==== SUPPLIED RECORDS

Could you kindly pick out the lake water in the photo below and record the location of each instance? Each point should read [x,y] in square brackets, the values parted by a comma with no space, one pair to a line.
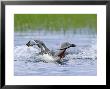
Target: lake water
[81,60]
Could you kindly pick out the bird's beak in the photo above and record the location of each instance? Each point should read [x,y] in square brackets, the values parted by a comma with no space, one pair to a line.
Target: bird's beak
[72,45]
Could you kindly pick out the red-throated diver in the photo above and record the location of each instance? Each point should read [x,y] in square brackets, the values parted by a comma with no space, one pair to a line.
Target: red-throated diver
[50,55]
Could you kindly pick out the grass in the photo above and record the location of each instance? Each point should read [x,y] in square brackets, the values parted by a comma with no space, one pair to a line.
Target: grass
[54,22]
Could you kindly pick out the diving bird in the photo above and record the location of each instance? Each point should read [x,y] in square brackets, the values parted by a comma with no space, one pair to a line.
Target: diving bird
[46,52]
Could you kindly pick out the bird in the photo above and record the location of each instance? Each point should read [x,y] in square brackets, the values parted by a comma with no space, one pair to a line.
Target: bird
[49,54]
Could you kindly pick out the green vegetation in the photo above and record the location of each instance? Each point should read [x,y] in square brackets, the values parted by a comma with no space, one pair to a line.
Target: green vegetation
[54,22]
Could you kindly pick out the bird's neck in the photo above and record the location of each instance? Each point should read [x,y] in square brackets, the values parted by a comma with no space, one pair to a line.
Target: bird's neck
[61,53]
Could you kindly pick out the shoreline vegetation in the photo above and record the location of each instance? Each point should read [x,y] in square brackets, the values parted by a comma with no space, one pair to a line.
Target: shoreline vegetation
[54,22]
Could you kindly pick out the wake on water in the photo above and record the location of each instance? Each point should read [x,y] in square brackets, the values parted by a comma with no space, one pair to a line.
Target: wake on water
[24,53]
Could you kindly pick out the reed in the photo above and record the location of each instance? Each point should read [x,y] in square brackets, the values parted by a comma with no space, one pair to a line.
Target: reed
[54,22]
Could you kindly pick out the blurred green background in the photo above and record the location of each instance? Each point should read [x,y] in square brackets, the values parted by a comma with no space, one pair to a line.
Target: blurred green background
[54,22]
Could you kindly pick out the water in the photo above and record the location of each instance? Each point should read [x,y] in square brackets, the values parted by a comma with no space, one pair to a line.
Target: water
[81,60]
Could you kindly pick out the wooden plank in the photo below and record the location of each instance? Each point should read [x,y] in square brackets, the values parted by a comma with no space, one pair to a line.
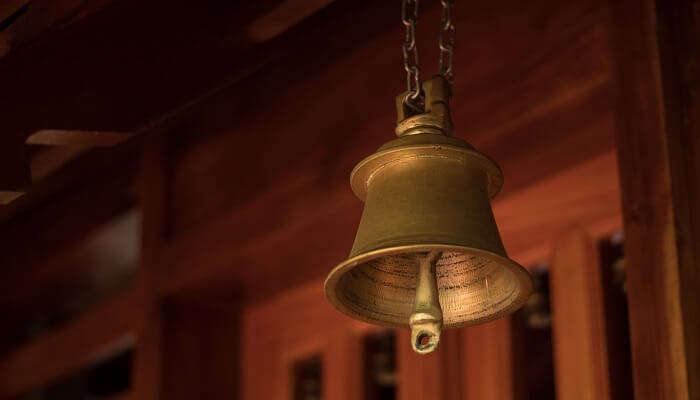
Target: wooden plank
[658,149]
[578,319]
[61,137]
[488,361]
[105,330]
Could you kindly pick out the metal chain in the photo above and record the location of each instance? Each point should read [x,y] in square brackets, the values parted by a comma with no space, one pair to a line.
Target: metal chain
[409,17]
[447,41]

========

* REQUIREMENTS
Turn the lines of the material above, from the line containing "Could you kindly pick out the water" through the end, into a numbered list. Skip blank lines and omit the pictures.

* CORRECT RESPONSE
1. Could you kindly pick out the water in the photo above and record the location of each instance? Each point should read [x,y] in square brackets, the values parted by a comma with no space, one pair to a line.
2. Target: water
3. [81,60]
4. Could you kindly pick out the wooden plank in the photo below and record the location of each instance? Each point should read [x,y] in square brackets, the values parted by a comma with no space, one pair to a line.
5. Target: wooden plank
6. [658,149]
7. [578,319]
8. [61,137]
9. [488,361]
10. [105,330]
11. Could you kindly pick out the metal chain in the photo above and record the location of each instance? Each point should read [x,y] in square brackets, the values parted by a comma with no space, one pair to a line.
12. Target: metal chain
13. [409,17]
14. [447,41]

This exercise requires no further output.